→ **Text**
--- START ---
All June, July, and sporadically in August and September, the army of the Crown Prince attempted in vain to push the French off the California Plateau and the Chemin des Dames --- a road coursing along the top of the plateau from east to west for about twenty-five kilometres, constructed by Louis XV to facilitate the visits of one of his daughters to her maid of honor. Attack after attack was delivered, masses of men were hurled lavishly into the attempt, but the French held their ground. Opposite Cerny the front lines were only forty metres apart, and the plateau became a great upheaved stretch of shellholes. Trenches disappeared and men lived and fought in improvised troughs between shell-holes.
Gas and liquid fire played their part in the struggle. The lay of the land was such as to favor the effectiveness of the gas, for by pouring gas-shells into the valleys which cut into the plateau, it would settle there, and traffic along the valley road for artillery trains, infantry, or ambulances --- be rendered very dangerous. Much of the artillery itself was reached by the fumes. It was estimated that the Germans were pouring forty thousand gas-shells a day into the ranks and rear of the French along that one small sector. Such was the sector to which we had come, all of us except our Chef uninitiated into the sights and sounds of war.
TAKING OVER THE POSTES
On July 11 the 68th Division moved into the line and we took over our postes, the two little villages of Vendresse and Cuissy-et-Geny, the first-named being an advance station less than eight hundred metres from the Boche lines, and the latter an artillery poste de secours farther in the rear. Besides we made trips on call to Madagascar Hill, an artillery poste, and evacuated to a triage at Longueval. We maintained three cars at Vendresse, working exclusively between Vendresse and Longueval, and four cars at Longueval, evacuating the transportable wounded to hospitals at Saint-Gilles, Courlandon, Mont Notre Dame, and other towns. Ambulances were sent to the artillery postes only on receiving a call therefrom by telephone. The Section had been divided into two squads of ten cars, each under a Sous-Chef. Squad 1 was headed by Caldwell and Squad 2 by Quirin. The squads took turns of two days on duty and two days en repos, although it was soon apparent that with the normal number of accidents and mishaps, one squad was rarely sufficient to do the work required, and the other had to be called on for cars.
Our cantonment for the first two weeks at Villers-en-Prayères was worse than none. It consisted of a small ruined house of two floors, with one room downstairs and two above. The lower room was, with great difficulty, made to accommodate eleven stretchers. A whole division of rats was cantoned there also. Of the two rooms above, accessible only by a sort of ladder outside, one was fair, with not too many holes in the roof, while the other had approximately only three walls, and not all of either the floor or ceiling. Practically all equipment had to be stored in a little shed in the rear, which also served as a dining-room, and where there was place for only about two thirds of the Section to eat at one time.
--- END ---
→ **What to do**
A) Name every town the ambulance section account gives as a hospital destination for the transportable wounded evacuated from Longueval.
B) Please continue the ambulance section account, starting right after its last sentence.
Nothing in the records is needed here.

→ **Record excerpts**
--- START ---
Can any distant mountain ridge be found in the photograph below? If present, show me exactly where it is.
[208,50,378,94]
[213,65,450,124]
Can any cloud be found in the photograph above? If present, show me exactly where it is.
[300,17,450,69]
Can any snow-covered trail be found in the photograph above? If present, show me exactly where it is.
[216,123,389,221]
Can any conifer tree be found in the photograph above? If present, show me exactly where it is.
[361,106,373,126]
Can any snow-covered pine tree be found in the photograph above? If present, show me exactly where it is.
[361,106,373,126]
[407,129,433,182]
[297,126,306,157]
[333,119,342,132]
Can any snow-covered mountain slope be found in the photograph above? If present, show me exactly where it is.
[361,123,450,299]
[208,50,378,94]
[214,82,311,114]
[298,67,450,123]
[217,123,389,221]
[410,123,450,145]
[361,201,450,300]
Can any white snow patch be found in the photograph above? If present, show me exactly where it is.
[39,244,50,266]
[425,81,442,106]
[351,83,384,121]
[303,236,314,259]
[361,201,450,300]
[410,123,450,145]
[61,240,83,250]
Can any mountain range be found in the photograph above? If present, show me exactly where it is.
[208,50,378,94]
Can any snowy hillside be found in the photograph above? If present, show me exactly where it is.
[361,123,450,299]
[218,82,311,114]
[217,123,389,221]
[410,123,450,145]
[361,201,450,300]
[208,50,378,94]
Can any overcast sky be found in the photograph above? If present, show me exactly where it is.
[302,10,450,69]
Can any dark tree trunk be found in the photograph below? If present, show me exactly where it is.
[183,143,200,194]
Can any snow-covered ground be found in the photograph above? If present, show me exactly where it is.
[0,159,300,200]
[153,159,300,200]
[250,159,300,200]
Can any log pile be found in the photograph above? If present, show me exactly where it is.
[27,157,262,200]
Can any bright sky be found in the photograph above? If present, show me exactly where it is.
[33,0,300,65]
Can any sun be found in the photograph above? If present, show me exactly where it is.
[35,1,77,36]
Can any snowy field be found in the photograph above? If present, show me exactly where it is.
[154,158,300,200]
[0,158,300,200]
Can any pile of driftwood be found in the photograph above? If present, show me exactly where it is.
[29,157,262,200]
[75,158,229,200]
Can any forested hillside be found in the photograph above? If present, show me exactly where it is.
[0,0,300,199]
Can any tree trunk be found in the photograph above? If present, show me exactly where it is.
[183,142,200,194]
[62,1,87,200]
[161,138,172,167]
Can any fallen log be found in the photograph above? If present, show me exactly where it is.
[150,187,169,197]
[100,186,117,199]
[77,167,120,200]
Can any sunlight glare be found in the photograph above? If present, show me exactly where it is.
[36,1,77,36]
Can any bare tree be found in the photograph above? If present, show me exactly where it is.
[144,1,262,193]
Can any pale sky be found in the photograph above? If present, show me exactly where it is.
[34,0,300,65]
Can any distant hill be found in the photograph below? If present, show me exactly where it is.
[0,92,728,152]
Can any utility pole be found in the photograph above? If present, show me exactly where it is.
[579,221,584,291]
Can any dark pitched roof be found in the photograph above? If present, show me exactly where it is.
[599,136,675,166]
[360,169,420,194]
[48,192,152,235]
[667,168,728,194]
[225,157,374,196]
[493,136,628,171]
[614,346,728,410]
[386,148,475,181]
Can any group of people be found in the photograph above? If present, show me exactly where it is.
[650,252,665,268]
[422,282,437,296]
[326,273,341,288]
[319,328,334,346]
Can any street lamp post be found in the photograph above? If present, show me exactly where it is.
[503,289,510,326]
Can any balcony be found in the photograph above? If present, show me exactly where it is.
--- END ---
→ **Set of answers**
A) Saint-Gilles, Courlandon, Mont Notre Dame

B)
Vendresse was a little town about three miles from the edge of the Aisne. The road crossed the Aisne Canal and River and the Oise Canal at Bourg-et-Comin, and passing through this town, coursed up the valley, over a hundred yards of poorly improvised board road past Madagascar Hill, the side of which was thick with French cannon, past the Moulins fork and the woods thick with hidden guns, to the left around a slight rise into a thoroughly exposed half-kilometre of road in plain view of the Germans on the plateau at the east corner of the valley. At this rise was a turn-out and sign-post directing all vehicles to turn there and go no farther. Such signs, however, are not meant for ambulances. In fact ambulances usually go anywhere in France, gendarmes and military zones notwithstanding, so complete is the right-of-way of the red cross.
Our way through Vendresse took us to the west end of the town, where we backed into a court between two stone walls. In the southeast corner of the court was a passageway, thatched and covered with sandbags, which led to a stairway down into the magnificent subterranean vaults which constituted the poste de secours, where were in all, three levels one beneath the other, each level containing spacious chambers and passages cut in the rock. To the north, a long passageway led beneath to a ruined château across the road, where stairs mounted to another outer opening. Northern France is replete with such caves and cellars. The one at our poste is said to have been used as the wine and mushroom cellar of the château. These caves and cellars furnished admirable refuge for the wounded in the Great War. Indeed the whole system of evacuating wounded was adapted to whatever happened to be the scheme of things as the Frenchman found it. There seemed to be no inflexible rule and system of postes and hospitals, and it was better that there was not.
Once inside the cellar at Vendresse, wounded, stretcher-bearers, doctors, and ambulance drivers were perfectly safe. Shells might land directly above the cellar, as they frequently did, creating no more terrifying manifestation than a dull thud and the shaking of a few chips of rock from the ceiling. It was always a relief to know that, having run the gauntlet of shells and gas from Bourg-et-Comin, one here was safe at least for a few minutes.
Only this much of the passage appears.